AIM
Pull out each line below that contains the word "book" and copy it unchanged.

RECORDS FOR THIS EXERCISE

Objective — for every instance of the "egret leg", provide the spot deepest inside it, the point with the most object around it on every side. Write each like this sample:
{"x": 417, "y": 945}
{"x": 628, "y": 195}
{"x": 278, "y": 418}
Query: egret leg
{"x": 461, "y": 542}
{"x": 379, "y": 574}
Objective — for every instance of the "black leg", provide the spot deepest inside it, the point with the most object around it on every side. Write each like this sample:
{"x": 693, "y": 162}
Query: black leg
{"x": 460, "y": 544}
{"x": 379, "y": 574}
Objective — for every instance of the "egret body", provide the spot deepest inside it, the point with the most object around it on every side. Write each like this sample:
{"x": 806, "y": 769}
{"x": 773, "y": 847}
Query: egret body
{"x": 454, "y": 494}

--

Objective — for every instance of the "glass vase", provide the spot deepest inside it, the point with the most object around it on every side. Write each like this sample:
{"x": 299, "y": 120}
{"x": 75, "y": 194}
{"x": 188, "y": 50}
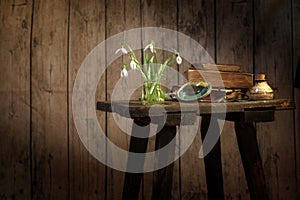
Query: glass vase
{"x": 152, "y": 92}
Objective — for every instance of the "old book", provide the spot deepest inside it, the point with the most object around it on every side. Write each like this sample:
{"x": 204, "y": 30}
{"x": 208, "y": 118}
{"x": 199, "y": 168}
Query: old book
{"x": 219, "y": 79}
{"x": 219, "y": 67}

THE COMPLETED TASK
Objective — for every instance of the "old book", provide the spot deepest inside it, the point with the most object around it on every side. Write each like this sample:
Query: old book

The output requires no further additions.